• TASK DESCRIPTION:
Can you render the records as a JSON list of strings, one string per line and blank lines omitted, starting at the beginning of the records and going on through the line with "POLYGON ((189 47, 189"? Leave the pictures out of the list.

Object outline annotations:
::::

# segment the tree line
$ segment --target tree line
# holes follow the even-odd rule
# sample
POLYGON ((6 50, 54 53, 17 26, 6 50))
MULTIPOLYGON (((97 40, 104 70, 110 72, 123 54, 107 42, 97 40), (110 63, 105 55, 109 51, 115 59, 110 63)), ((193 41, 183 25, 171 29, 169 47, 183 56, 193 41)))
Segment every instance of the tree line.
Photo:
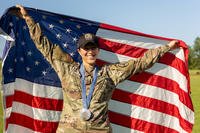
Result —
POLYGON ((189 47, 189 69, 200 70, 200 37, 194 41, 194 45, 189 47))

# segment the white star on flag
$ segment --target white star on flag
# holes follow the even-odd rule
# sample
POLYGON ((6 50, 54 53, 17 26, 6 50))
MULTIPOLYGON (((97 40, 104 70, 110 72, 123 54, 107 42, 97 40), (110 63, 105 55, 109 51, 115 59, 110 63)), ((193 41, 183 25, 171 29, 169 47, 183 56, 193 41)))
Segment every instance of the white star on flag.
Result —
POLYGON ((49 24, 49 28, 50 28, 50 29, 53 29, 53 28, 54 28, 54 25, 53 25, 53 24, 49 24))

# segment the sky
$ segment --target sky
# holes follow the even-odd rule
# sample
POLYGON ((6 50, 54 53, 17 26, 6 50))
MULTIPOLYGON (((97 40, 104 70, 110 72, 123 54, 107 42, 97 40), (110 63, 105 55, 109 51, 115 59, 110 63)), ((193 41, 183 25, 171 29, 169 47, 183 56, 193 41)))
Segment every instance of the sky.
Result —
MULTIPOLYGON (((16 4, 180 39, 200 37, 200 0, 0 0, 0 16, 16 4)), ((0 37, 0 55, 5 39, 0 37)))

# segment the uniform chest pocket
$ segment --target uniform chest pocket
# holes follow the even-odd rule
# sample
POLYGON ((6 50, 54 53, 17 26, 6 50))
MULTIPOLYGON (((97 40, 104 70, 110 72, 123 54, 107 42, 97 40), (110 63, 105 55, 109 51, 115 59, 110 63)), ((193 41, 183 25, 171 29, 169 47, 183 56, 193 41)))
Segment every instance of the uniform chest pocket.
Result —
POLYGON ((107 101, 111 98, 113 83, 110 78, 104 78, 97 82, 94 99, 98 102, 107 101))
POLYGON ((76 100, 81 98, 81 87, 78 80, 78 77, 70 76, 62 81, 63 91, 70 99, 76 100))

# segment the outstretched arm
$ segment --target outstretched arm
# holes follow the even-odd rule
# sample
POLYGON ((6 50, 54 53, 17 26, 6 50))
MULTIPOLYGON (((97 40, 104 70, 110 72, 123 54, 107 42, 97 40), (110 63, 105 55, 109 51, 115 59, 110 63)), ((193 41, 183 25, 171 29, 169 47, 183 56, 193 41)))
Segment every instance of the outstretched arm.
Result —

::::

• THE COMPLETED TASK:
[
  "# segment the tree line",
  "$ segment --target tree line",
  "# holes follow the even-odd rule",
  "# sample",
  "POLYGON ((6 50, 54 53, 17 26, 6 50))",
  "MULTIPOLYGON (((97 40, 104 70, 110 72, 123 54, 107 42, 97 40), (110 63, 105 55, 109 51, 115 59, 110 63)), ((193 41, 183 25, 171 29, 169 47, 183 56, 193 41)))",
  "Segment every instance of the tree line.",
  "Photo:",
  "Result —",
  "POLYGON ((189 47, 189 69, 200 70, 200 37, 194 41, 194 45, 189 47))"
]